*WHAT YOU SHOULD DO*. Copy out every one of the lines below word for word, without changing anything.

*RECORDS SHOWN*.

------------------------------

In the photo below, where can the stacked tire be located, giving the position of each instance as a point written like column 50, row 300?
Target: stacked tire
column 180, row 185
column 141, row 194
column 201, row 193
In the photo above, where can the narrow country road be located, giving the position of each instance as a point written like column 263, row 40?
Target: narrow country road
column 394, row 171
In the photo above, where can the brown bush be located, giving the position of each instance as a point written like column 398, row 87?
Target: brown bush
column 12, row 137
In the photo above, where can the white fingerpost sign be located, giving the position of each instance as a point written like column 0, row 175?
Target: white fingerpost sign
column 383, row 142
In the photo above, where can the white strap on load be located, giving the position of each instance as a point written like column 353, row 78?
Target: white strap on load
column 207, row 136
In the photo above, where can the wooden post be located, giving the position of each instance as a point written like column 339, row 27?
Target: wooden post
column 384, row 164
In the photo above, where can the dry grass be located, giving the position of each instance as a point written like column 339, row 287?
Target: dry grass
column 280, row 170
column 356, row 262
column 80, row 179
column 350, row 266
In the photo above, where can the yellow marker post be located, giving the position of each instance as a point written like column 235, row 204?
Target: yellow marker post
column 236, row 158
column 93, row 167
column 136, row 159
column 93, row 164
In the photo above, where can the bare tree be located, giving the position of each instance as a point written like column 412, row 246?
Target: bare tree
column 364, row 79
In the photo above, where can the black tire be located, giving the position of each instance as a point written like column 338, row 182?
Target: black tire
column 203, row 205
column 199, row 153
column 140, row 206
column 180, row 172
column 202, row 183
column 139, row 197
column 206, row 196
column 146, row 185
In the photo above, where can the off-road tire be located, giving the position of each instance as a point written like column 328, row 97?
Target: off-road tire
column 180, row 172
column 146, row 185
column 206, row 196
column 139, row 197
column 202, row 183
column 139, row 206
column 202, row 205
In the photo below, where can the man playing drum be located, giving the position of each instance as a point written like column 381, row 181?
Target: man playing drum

------------------------------

*TASK RESPONSE*.
In the photo below, where can the stacked tire be located, giving the position of each instance as a point written like column 50, row 300?
Target: stacked tire
column 180, row 185
column 141, row 194
column 201, row 193
In the photo above, where can the narrow country road be located, giving the position of each instance as a point written like column 263, row 40?
Target: narrow country road
column 394, row 171
In the photo above, where can the brown bush be located, giving the position of each instance as a point written like column 398, row 87?
Target: brown bush
column 12, row 137
In the photo above, where can the white fingerpost sign be located, giving the position of each instance as a point written like column 0, row 175?
Target: white fingerpost sign
column 383, row 142
In the photo above, where can the white strap on load be located, giving the position of each instance as a point written like column 353, row 78?
Target: white strap on load
column 207, row 136
In the photo above, where can the wooden post be located, giving the position of each instance as a point written like column 339, row 27?
Target: wooden post
column 384, row 164
In the photo above, where can the dry grass be located, giving the position of each instance as a point written like column 339, row 287?
Target: dry grass
column 280, row 170
column 356, row 262
column 80, row 179
column 350, row 266
In the photo above, where can the yellow marker post be located, giving the position of each instance as a point written like column 235, row 204?
Target: yellow marker post
column 236, row 158
column 93, row 167
column 136, row 159
column 93, row 164
In the photo above, where can the bare tree be located, giving the position of each instance as a point written like column 412, row 246?
Target: bare tree
column 364, row 79
In the photo above, where can the black tire be located, giving the position of each instance as a point written like column 338, row 182?
Target: black tire
column 203, row 205
column 199, row 153
column 140, row 206
column 180, row 172
column 202, row 183
column 139, row 197
column 206, row 196
column 146, row 185
In the photo above, where can the off-road tire be located, giving the position of each instance as a point written like column 328, row 97?
Target: off-road tire
column 180, row 172
column 146, row 185
column 206, row 196
column 139, row 197
column 202, row 183
column 139, row 206
column 202, row 205
In the photo below, where can the man playing drum be located, giving the position of each instance as a point written like column 381, row 181?
Target: man playing drum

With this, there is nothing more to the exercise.